Stored data entries:

------------

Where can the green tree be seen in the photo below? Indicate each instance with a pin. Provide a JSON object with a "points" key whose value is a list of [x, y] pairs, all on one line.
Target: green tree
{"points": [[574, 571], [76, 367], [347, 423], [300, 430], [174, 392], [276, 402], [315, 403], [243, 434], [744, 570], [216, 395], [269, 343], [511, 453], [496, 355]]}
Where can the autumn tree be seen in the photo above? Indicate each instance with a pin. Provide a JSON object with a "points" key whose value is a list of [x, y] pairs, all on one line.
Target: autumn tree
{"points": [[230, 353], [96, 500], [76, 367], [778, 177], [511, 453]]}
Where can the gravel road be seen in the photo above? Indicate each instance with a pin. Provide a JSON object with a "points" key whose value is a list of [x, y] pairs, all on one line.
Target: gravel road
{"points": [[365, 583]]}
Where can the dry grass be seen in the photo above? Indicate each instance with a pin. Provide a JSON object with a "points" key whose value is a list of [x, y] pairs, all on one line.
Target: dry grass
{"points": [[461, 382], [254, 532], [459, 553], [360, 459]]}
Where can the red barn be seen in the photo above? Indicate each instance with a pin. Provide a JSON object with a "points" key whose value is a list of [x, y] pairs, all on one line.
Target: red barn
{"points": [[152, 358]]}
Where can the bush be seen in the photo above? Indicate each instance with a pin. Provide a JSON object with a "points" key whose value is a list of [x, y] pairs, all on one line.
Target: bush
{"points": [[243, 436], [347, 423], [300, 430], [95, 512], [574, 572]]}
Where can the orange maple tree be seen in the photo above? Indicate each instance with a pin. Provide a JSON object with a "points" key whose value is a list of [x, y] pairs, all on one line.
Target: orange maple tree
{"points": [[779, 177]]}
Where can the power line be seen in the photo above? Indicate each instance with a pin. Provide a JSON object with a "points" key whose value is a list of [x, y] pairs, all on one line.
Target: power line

------------

The data must be given again in full, exactly as written.

[Task solution]
Where can the green tree be seen in the photo below? Indicate each instance with a pin. Provide a JSON object with a "points" key whose value is a list of [x, y] pairs, all on one line.
Target: green tree
{"points": [[574, 571], [76, 367], [347, 423], [300, 430], [174, 392], [276, 402], [315, 403], [243, 434], [744, 570], [216, 395], [269, 343], [511, 453], [496, 355]]}
Where can the autumn tree be seen in the photo above? Indicate each instance with a pin. Provide a JSON object with a "points" key whose value is a list of [x, y] pairs, all on one line.
Target: autumn tree
{"points": [[230, 353], [96, 500], [76, 367], [778, 177], [511, 453]]}
Where can the gravel road be seen in the photo above? Indicate each instance with a pin. Provide a JSON object with a "points" key whose value is a list of [x, y] pairs, all on one line.
Target: gravel road
{"points": [[365, 583]]}
Where can the dry grass be seen in the photo above? Indicate each instance with a pin. Provide a JSON object with a "points" key whose value is a list of [x, y] pairs, all on one line.
Target: dry grass
{"points": [[461, 382], [254, 532], [459, 553], [360, 459]]}
Where can the red barn be seen in the photo above? Indicate each instance with a pin. Provide a JSON object with a "points" key whose value is a list of [x, y] pairs, all on one line.
Target: red barn
{"points": [[152, 358]]}
Where can the bush be seen in the photo above? Indicate each instance with a pin. Provide a JSON object with a "points" key whose value is a list of [x, y] pairs, all on one line.
Target: bush
{"points": [[243, 436], [347, 423], [300, 430], [95, 512], [574, 572]]}
Where can the orange maple tree be seen in the photo above? Indicate each instance with a pin. Provide a JSON object with a "points" key whose value is a list of [x, y] pairs, all on one line.
Target: orange maple tree
{"points": [[779, 177]]}
Where can the power line be seen in the photo above? Indicate each instance with a pin. Provide a JSON object with a "points" key whose value is a list of [x, y] pairs, all on one line.
Target: power line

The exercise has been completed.